* [EXCERPTED PASSAGE]
If methadone is used to help with heroin addiction and nicotine replacement products are used to help with nicotine addiction, could a stimulant like Ritalin help with addiction to a stimulant like cocaine?
That’s the question researchers asked in a new study, conducted at the Brookhaven National Laboratory in New York and recently published in JAMA Psychiatry. The results indicate that as little as one dose of the ADHD medication Ritalin (methylphenidate) could help cocaine addicts by improving their brain function through the modification of brain circuit connectivity.
“This study shows promising short-term effects, and suggests the importance of conducting further studies to determine whether methylphenidate could be used as part of a treatment strategy for cocaine addiction,” said Anna Konova, a Stony Brook University doctoral student in Brookhaven’s Biosciences Department and the study’s lead author.

Rows from a data source:
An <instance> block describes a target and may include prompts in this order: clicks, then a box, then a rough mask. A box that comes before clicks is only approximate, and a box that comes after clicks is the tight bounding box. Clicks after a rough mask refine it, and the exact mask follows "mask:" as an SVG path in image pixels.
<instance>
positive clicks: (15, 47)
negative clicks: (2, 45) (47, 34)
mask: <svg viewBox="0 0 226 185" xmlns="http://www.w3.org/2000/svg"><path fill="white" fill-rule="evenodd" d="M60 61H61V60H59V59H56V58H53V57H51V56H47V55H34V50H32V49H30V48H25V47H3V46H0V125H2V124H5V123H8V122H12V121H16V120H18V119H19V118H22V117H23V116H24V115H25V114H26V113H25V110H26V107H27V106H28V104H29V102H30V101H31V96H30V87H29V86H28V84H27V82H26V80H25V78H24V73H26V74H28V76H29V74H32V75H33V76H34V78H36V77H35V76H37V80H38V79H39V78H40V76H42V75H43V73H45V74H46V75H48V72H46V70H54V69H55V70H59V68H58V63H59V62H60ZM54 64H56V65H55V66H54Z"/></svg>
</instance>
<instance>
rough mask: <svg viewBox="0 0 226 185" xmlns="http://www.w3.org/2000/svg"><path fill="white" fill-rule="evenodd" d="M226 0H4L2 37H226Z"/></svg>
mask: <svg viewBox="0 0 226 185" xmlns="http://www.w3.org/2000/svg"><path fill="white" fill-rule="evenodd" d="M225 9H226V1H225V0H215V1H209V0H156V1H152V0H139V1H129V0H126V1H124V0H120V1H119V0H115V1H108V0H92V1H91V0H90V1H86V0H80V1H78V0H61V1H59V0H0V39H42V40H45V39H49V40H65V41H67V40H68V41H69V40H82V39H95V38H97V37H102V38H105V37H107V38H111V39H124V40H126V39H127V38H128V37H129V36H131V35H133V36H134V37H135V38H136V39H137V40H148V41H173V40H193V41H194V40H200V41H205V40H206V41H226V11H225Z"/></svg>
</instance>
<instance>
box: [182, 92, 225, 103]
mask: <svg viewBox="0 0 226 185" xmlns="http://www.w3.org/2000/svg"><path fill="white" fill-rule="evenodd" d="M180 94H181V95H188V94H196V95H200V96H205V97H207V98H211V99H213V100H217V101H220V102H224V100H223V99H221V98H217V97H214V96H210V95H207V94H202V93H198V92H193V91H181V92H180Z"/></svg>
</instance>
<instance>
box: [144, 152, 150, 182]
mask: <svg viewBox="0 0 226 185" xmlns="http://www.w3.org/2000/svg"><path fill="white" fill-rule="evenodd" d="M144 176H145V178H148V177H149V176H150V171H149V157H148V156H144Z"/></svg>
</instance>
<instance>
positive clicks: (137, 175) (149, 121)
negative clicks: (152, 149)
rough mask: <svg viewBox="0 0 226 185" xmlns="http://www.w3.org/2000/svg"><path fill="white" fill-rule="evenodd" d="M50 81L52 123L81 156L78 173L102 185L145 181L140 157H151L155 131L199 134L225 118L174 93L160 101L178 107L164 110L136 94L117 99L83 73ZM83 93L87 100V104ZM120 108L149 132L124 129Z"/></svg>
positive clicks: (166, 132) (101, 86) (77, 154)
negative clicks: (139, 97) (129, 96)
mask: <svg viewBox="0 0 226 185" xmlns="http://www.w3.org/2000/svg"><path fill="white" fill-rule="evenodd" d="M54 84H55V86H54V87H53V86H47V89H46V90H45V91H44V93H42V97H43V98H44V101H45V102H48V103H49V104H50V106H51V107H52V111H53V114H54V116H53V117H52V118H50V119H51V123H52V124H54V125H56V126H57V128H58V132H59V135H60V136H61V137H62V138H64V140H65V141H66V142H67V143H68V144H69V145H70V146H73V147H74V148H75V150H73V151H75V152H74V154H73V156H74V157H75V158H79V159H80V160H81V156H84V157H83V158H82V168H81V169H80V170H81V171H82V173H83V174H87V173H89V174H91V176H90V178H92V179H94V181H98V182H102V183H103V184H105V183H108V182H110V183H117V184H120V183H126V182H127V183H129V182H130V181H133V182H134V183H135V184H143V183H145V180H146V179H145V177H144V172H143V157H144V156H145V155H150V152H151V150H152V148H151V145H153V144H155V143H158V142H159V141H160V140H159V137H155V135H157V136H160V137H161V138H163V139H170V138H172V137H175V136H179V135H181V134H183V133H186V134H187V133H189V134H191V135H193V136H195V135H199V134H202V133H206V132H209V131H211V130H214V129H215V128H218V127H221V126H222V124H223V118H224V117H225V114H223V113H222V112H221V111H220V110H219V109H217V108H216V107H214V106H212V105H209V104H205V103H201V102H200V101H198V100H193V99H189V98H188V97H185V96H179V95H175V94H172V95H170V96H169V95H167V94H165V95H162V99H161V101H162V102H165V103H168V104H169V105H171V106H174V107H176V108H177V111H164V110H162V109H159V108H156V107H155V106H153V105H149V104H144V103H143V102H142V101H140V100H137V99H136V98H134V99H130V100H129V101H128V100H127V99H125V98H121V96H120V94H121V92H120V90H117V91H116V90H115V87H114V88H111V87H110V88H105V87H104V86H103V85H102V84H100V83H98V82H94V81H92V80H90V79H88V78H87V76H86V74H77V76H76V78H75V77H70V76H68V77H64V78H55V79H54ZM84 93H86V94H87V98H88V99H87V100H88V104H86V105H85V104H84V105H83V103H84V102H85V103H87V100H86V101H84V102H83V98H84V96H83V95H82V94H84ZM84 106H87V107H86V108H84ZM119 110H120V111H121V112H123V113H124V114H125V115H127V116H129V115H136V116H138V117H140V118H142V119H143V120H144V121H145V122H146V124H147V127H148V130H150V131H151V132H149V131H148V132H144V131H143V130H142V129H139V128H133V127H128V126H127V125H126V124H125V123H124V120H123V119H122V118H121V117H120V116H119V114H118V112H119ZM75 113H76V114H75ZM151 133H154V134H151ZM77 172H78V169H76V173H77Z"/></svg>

* [EXERCISES TO COMPLETE]
#1 From the passage on Ritalin and cocaine addiction, extract the text from "That’s the question" up to and including "brain circuit connectivity.".
#2 List every drug or addictive substance named in the passage on Ritalin and cocaine addiction, counting Ritalin and methylphenidate as one.
The rows have no connection to the passage on Ritalin and cocaine addiction.

* [ANSWER LIST]
#1
That’s the question researchers asked in a new study, conducted at the Brookhaven National Laboratory in New York and recently published in JAMA Psychiatry. The results indicate that as little as one dose of the ADHD medication Ritalin (methylphenidate) could help cocaine addicts by improving their brain function through the modification of brain circuit connectivity.

#2 methadone, heroin, nicotine, Ritalin (methylphenidate), cocaine